Photo-based referring expression data
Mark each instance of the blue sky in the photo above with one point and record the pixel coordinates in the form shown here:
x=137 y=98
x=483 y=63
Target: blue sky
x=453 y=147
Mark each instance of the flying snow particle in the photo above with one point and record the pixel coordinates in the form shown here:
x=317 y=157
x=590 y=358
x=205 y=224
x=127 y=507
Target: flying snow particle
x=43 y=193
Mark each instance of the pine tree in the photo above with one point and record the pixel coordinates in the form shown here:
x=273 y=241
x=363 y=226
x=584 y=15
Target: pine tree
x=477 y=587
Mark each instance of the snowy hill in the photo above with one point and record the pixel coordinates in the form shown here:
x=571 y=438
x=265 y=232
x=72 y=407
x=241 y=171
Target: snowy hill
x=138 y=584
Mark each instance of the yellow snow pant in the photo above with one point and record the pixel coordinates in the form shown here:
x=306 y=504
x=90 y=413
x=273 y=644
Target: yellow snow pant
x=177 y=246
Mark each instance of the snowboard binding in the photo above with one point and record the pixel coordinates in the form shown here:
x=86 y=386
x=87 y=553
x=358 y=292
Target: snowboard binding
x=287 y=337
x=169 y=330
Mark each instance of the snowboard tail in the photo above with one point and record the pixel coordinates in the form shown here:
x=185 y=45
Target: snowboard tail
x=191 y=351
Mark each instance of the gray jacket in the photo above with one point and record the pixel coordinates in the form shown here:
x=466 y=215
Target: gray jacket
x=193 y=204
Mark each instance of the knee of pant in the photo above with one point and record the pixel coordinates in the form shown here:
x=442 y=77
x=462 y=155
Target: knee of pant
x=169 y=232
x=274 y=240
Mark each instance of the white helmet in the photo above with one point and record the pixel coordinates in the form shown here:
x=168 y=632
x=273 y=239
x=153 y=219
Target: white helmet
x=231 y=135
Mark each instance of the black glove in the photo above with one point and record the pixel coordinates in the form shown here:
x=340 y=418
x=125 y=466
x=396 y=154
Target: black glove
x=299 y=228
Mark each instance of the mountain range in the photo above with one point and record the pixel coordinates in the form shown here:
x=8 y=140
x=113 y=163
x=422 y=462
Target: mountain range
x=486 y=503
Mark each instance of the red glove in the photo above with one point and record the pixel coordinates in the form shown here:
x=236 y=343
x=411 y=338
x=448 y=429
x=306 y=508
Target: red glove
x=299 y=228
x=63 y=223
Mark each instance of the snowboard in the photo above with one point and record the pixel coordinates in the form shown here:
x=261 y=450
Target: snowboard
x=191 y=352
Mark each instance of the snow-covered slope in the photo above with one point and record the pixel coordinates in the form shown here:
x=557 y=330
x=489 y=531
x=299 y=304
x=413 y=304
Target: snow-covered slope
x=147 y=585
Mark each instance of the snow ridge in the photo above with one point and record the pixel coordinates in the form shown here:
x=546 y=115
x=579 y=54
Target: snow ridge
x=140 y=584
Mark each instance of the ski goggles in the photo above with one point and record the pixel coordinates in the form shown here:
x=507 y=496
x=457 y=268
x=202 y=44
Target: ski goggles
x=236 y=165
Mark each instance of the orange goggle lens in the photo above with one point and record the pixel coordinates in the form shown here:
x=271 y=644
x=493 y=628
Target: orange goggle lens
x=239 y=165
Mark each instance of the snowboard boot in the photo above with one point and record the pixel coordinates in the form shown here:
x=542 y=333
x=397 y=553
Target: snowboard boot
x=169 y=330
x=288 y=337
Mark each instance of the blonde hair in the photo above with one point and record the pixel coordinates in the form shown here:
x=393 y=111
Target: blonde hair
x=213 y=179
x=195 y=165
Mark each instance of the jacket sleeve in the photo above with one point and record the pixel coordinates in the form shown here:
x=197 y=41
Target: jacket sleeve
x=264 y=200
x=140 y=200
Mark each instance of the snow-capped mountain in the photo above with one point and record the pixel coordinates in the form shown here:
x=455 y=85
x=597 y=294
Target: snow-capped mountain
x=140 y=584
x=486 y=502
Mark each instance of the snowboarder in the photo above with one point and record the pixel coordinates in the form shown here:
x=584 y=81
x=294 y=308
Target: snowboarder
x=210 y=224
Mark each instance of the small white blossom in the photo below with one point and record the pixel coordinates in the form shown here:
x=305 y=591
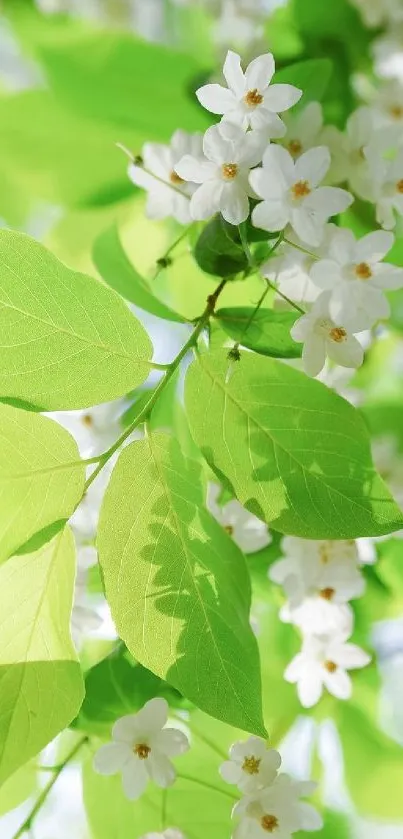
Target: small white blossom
x=387 y=191
x=85 y=618
x=248 y=532
x=167 y=193
x=141 y=749
x=249 y=99
x=323 y=663
x=292 y=196
x=169 y=833
x=222 y=174
x=323 y=337
x=277 y=811
x=94 y=429
x=252 y=765
x=356 y=277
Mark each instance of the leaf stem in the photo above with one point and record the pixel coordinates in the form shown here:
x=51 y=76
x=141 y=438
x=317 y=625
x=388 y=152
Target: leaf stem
x=169 y=372
x=207 y=785
x=25 y=827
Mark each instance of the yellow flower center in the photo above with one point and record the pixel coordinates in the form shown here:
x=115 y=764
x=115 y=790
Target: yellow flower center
x=363 y=271
x=338 y=334
x=301 y=189
x=269 y=822
x=141 y=750
x=175 y=178
x=295 y=147
x=229 y=171
x=251 y=765
x=327 y=593
x=253 y=98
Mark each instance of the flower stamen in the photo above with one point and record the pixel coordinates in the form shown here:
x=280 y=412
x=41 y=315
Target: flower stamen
x=229 y=171
x=300 y=190
x=141 y=750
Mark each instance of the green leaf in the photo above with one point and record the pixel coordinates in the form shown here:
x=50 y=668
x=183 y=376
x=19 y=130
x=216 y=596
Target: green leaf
x=312 y=77
x=268 y=334
x=67 y=341
x=373 y=765
x=117 y=686
x=177 y=585
x=41 y=685
x=294 y=452
x=118 y=272
x=41 y=476
x=218 y=250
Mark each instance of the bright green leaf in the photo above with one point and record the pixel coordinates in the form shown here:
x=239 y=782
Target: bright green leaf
x=118 y=272
x=67 y=341
x=312 y=77
x=294 y=452
x=177 y=585
x=41 y=685
x=41 y=476
x=268 y=334
x=218 y=250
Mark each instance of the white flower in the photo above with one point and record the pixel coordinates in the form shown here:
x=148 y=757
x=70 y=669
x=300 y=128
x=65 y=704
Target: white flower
x=222 y=174
x=351 y=152
x=168 y=195
x=94 y=429
x=304 y=129
x=387 y=192
x=251 y=766
x=323 y=662
x=292 y=196
x=277 y=811
x=141 y=749
x=323 y=337
x=247 y=531
x=250 y=100
x=356 y=277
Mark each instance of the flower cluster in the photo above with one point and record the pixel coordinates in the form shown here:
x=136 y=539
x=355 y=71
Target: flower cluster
x=291 y=167
x=319 y=579
x=141 y=749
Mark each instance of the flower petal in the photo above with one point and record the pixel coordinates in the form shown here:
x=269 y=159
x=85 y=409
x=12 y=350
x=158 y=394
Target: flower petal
x=134 y=779
x=161 y=770
x=233 y=73
x=234 y=203
x=329 y=200
x=270 y=215
x=338 y=683
x=152 y=717
x=195 y=169
x=205 y=202
x=260 y=72
x=313 y=165
x=216 y=99
x=111 y=758
x=281 y=97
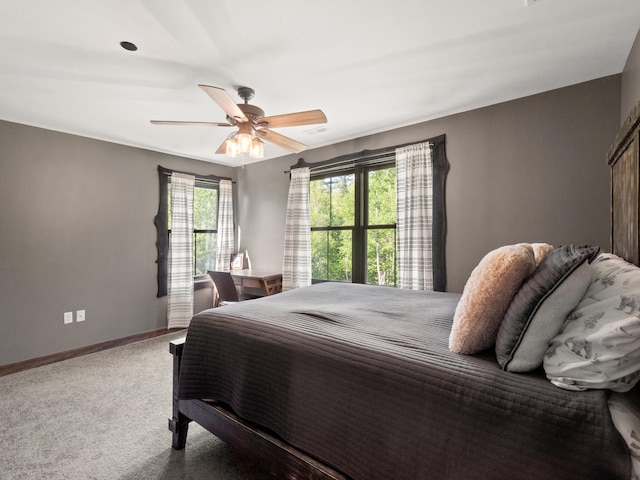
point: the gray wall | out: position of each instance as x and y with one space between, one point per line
77 232
529 170
630 94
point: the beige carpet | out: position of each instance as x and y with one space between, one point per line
103 416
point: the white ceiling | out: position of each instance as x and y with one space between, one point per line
370 65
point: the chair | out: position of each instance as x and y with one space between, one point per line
227 291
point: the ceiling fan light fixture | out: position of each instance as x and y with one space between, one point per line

Work item —
Keep every word of the records and none of the pictures when you print them again.

Exercise output —
Mark each instance of the blue sky in the photo above with one point and record the pixel coordinates in the form shown here:
x=137 y=98
x=483 y=63
Target: blue sky
x=453 y=147
Mark each instance of the flying snow particle in the photo above with one point and record the pixel coordinates in the form shown here:
x=317 y=157
x=590 y=358
x=205 y=224
x=127 y=507
Target: flying snow particle
x=43 y=193
Mark each instance of the pine tree in the photo above with one point and record the pixel coordinates in the form shown here:
x=273 y=241
x=363 y=226
x=584 y=15
Target: pine tree
x=477 y=587
Mark each instance of the snowy hill in the photo above with one point and record the pixel coordinates in the form shown here:
x=571 y=438
x=265 y=232
x=72 y=407
x=241 y=171
Target: snowy hill
x=138 y=584
Mark each instance of the yellow snow pant in the photo above with one point and record the pixel coordinates in the form shown here:
x=306 y=504
x=90 y=413
x=273 y=644
Target: yellow snow pant
x=177 y=246
Mark each instance of the snowboard binding in the photo above with one point and record the pixel coordinates in the form shown here:
x=86 y=386
x=87 y=553
x=358 y=292
Target: snowboard binding
x=287 y=337
x=169 y=330
Mark each instance of the snowboard tail in the photo above with one point and record the pixel coordinates in the form shown here:
x=185 y=45
Target: snowboard tail
x=191 y=351
Mark each instance of the gray jacket in the photo above with one point and record the pixel coordinates in the form shown here:
x=466 y=215
Target: gray jacket
x=193 y=204
Mark each instance of the knee of pant in the photo above with one point and record the pixel coordinates in the form shown here:
x=442 y=77
x=462 y=155
Target: knee of pant
x=169 y=232
x=274 y=240
Mark each instance of the white helmet in the photo above with one point and record the pixel coordinates in the form shown here:
x=168 y=632
x=273 y=239
x=153 y=219
Target: white helmet
x=231 y=135
Mark each instance of the black glove in the photo above with one point and record the pixel coordinates in the form shown here:
x=340 y=418
x=125 y=466
x=396 y=154
Target: black glove
x=299 y=228
Mark each instance of the mountain range in the photo above with one point and record the pixel coordinates in the form shown here:
x=8 y=140
x=113 y=163
x=422 y=462
Target: mountain range
x=486 y=503
Mark each instance of the red glove in the photo above with one point and record the pixel coordinates in the form shown here:
x=236 y=343
x=411 y=338
x=448 y=429
x=306 y=508
Target: red glove
x=299 y=228
x=63 y=223
Mark each instance of the snowboard in the photo above with one point and record the pixel coordinates in the form shown here:
x=261 y=450
Target: snowboard
x=191 y=352
Mark each instance of the snow-covered slope in the photo above with one point and record the pixel coordinates in the form shown here:
x=557 y=330
x=489 y=531
x=299 y=304
x=413 y=304
Target: snow-covered slope
x=147 y=585
Mark each instance of the snow ridge in the photo above with one point and record the pixel coordinates in the form shown here:
x=546 y=115
x=579 y=54
Target: snow ridge
x=140 y=584
Mark each instance of the ski goggles in the photo above with one point and record the pixel coordinates in the form shown here:
x=507 y=496
x=457 y=268
x=202 y=44
Target: ski goggles
x=236 y=165
Mark each instance of the orange goggle lens in the photo above with one point and record the pixel coordinates in the form shown here:
x=271 y=644
x=493 y=628
Target: orange goggle lens
x=239 y=165
Mark each instance of the snowboard boot in the photo above with one point and record the pixel coordinates in the form shown here:
x=542 y=333
x=397 y=553
Target: snowboard boot
x=169 y=330
x=288 y=337
Mark each instance of the blonde hair in the photo above with one point and record the pixel coordinates in the form shown here:
x=393 y=111
Target: blonde hair
x=213 y=179
x=195 y=165
Mark each instance of the jacket sleeve in the photo above with one point and record the pixel coordinates in the form shown here:
x=197 y=41
Target: jacket sleeve
x=264 y=200
x=140 y=200
Mark each instance of the snow-capped mountain in the photo above with one point and record the pixel coordinates in the form shown here:
x=455 y=85
x=597 y=294
Target: snow-capped mountain
x=140 y=584
x=486 y=502
Mark each instance of the snowboarder in the photo above with one point and record the pixel coordinates in the form shown here:
x=584 y=81
x=294 y=308
Target: snowboarder
x=210 y=224
Mark each instance of the small white blossom in the photo below with one point and record the pixel coordinates in the form shown here:
x=305 y=591
Target: small white blossom
x=387 y=191
x=85 y=618
x=248 y=532
x=167 y=193
x=141 y=749
x=249 y=99
x=323 y=663
x=292 y=196
x=169 y=833
x=222 y=174
x=323 y=337
x=277 y=811
x=94 y=429
x=252 y=765
x=356 y=277
Mark each instance of the leaf stem in the photo above with one point and record the pixel coordinates in the form shown here:
x=51 y=76
x=141 y=438
x=317 y=625
x=388 y=152
Target: leaf stem
x=169 y=372
x=207 y=785
x=25 y=827
Mark each instance of the yellow flower center in the photo above with one point and record the pixel coordinates in the form shown here:
x=115 y=764
x=115 y=790
Target: yellow flower center
x=363 y=271
x=338 y=334
x=301 y=189
x=269 y=822
x=141 y=750
x=175 y=178
x=295 y=147
x=229 y=171
x=251 y=765
x=327 y=593
x=253 y=98
Mark each instance of the flower stamen in the photo above with one point and record the pixel coordinates in the form shown here:
x=280 y=412
x=41 y=315
Target: flower stamen
x=229 y=171
x=300 y=190
x=141 y=750
Mark each instance of the green leaf in the photo above with one point and record the pixel coordinates in the form shown here:
x=50 y=668
x=183 y=376
x=19 y=130
x=216 y=596
Target: green leaf
x=312 y=77
x=268 y=334
x=67 y=341
x=373 y=765
x=117 y=686
x=177 y=585
x=41 y=685
x=294 y=452
x=118 y=272
x=41 y=476
x=218 y=250
Mark each instance of the bright green leaf in the photo above with one point and record the pixel coordinates in the form shown here:
x=239 y=782
Target: bright green leaf
x=118 y=272
x=67 y=341
x=312 y=77
x=294 y=452
x=177 y=585
x=41 y=685
x=41 y=476
x=268 y=334
x=218 y=250
Mark each instance of the white flower in the photo above with one point and record the pixel coordinates in the form shown here:
x=148 y=757
x=70 y=669
x=300 y=128
x=65 y=704
Target: white flower
x=222 y=174
x=351 y=152
x=168 y=195
x=94 y=429
x=304 y=129
x=387 y=192
x=251 y=766
x=323 y=662
x=292 y=196
x=277 y=811
x=141 y=749
x=323 y=337
x=247 y=531
x=250 y=100
x=356 y=277
Mark each instance of the flower cluster in the photo above with one point and record the pixel coordinates in the form shown here:
x=136 y=539
x=355 y=71
Target: flower cluster
x=291 y=167
x=319 y=579
x=141 y=749
Mark each instance of the flower petal in the photo above with one point and record the pixel coordinates in the form shown here:
x=269 y=159
x=85 y=409
x=12 y=350
x=158 y=394
Target: flower petal
x=134 y=779
x=161 y=770
x=233 y=73
x=234 y=203
x=329 y=200
x=270 y=215
x=338 y=683
x=152 y=717
x=195 y=169
x=205 y=202
x=260 y=72
x=313 y=165
x=216 y=99
x=111 y=758
x=281 y=97
point: the gray wall | out: position of each instance as x and y with one space between, one point per line
77 232
529 170
630 94
point: the beige carpet | out: position of each instance as x and y with one space between, one point per line
103 416
point: the white ceiling | out: position of each instance as x and y with one space between, one point per line
370 65
point: the chair | out: position of each instance as x and y with one space between, one point per line
227 291
point: the ceiling fan light fixture | out: position of each instance as x and y with one space between, one point per line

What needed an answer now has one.